Latihan singkat a:
Jawab pertanyaan berikut berdasarkan artikel berita di bawah.
(i) Di mana Jokowi mengumpulkan para ketua umum partai politik koalisi pemerintahan?
(ii) Siapa yang diusung Partai NasDem sebagai capres?
(iii) Siapa Ketua DPP PPP yang dikutip dalam artikel tersebut?

Bagian teks:

SANCAnews.id – Jajaran pendukung Presiden Joko Widodo (Jokowi) membela kepala negara karena dianggap lawan bicara dalam urusan Pilpres 2024. Mereka juga menyerang orang-orang yang mempertanyakan campur tangan Jokowi dalam demokrasi lima tahun.

 

Jokowi dianggap tidak salah mengumpulkan para ketua umum partai politik koalisi pemerintahan di Istana Merdeka, Jakarta, beberapa waktu lalu. PDIP menganggap, sangat melecehkan hati masyarakat jika Jokowi dianggap cawe-cawe di Pilpres 2024 karena mengumpulkan para ketua umum tersebut.

 

"Bertemu dengan Presiden Jokowi adalah sangatlah pantas, bahkan penting mengingat para ketua umum partai-partai tersebut saat ini menopang dan bekerja sama dengan Pemerintahan Presiden Jokowi dan KH Ma'ruf Amin," kata Ketua DPP PDI Perjuangan Said Abdullah kepada wartawan, Minggu (7/5).

 

PDIP mempertanyakan kesalahan Presiden Jokowi mengumpulkan para ketua umum partai politik koalisi pemerintah. PDIP menegaskan, apabila para ketua umum partai menghendaki tatanan yang saat ini dibangun Presiden Jokowi, maka penting untuk dilanjutkan. Sehingga tak ada salahnya untuk didiskusikan.

 

PDIP mencontohkan sikap Jokowi menghargai putusan politik Partai NasDem yang memutuskan untuk mengusung Anies Baswedan sebagai capres. Sementara, Partai NasDem sampai saat ini masih menjadi bagian dari partai koalisi pemerintahan Jokowi hingga 2024.

 

"Sebab Presiden Jokowi tahu batasan demokrasi bahwa hak dan kewenangan partai politik mencalonkan calon presiden dan wakil presidennya masing masing," tegasnya.

 

Tak hanya itu, PPP menyinggung saat Jusuf Kalla menjadi wakil presiden namun juga menjabat sebagai tim pemenangan Jokowi-Ma'ruf saat masih menjabat sebagai wapres tahun 2019.

 

"Pak JK tahun 2019 sebagai wapres sekaligus menjadi dewan penasihat TKN Jokowi-Ma'ruf Amin. Apakah juga dapat dimaknai cawe-cawe untuk penggantinya di posisi wapres?" kata Ketua DPP PPP Achmad Baidowi alias Awiek kepada wartawan, Senin (8/5).

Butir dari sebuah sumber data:
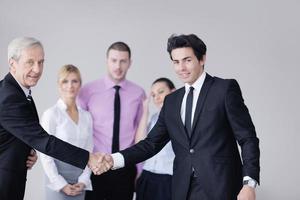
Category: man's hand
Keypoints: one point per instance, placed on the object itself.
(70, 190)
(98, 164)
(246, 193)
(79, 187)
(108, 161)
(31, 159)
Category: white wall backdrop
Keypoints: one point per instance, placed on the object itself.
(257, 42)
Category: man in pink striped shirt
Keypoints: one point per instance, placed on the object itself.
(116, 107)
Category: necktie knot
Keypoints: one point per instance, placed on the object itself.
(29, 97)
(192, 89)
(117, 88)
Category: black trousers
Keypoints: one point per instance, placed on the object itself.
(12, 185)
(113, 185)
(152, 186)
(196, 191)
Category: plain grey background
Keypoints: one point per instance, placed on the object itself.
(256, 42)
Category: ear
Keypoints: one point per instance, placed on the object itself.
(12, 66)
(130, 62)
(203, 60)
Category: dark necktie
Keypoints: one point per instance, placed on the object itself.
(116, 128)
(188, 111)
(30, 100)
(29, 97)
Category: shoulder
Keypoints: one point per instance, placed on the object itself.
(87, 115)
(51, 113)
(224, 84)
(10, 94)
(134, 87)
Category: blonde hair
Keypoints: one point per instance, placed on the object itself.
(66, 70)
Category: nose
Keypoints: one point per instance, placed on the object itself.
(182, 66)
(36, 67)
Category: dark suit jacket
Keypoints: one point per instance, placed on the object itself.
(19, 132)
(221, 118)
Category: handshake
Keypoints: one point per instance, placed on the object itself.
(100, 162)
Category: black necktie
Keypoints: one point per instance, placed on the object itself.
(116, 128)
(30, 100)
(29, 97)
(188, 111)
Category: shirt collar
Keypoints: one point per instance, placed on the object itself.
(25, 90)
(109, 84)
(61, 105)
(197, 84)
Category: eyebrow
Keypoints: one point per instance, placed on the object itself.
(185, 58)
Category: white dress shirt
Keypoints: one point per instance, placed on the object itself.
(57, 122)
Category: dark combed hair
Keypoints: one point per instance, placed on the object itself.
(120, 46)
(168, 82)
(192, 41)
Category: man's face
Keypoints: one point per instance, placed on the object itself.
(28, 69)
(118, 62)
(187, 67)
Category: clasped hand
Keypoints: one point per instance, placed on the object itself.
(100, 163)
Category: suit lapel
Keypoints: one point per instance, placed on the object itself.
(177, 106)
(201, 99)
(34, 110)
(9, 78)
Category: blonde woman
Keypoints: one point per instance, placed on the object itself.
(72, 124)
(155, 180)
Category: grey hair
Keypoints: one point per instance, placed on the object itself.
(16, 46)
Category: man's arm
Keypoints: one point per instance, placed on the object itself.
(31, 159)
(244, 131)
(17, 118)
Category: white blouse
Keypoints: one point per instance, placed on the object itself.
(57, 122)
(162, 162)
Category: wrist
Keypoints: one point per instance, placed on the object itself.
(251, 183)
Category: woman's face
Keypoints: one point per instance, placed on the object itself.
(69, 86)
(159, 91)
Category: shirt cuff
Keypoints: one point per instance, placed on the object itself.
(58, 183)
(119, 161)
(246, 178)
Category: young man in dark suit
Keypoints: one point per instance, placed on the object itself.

Latihan singkat b: Salin ulang tanpa perubahan baris-baris listing di atas, mulai dari baris yang memuat "Category: wrist" sampai akhir listing, termasuk kedua ujungnya.

Keluaran yang diharapkan a:
(i) Di Istana Merdeka, Jakarta.
(ii) Anies Baswedan.
(iii) Achmad Baidowi alias Awiek.

Keluaran yang diharapkan b:
Category: wrist
Keypoints: one point per instance, placed on the object itself.
(251, 183)
Category: woman's face
Keypoints: one point per instance, placed on the object itself.
(69, 86)
(159, 91)
Category: shirt cuff
Keypoints: one point per instance, placed on the object itself.
(58, 183)
(119, 161)
(246, 178)
Category: young man in dark suit
Keypoints: one point per instance, placed on the object itself.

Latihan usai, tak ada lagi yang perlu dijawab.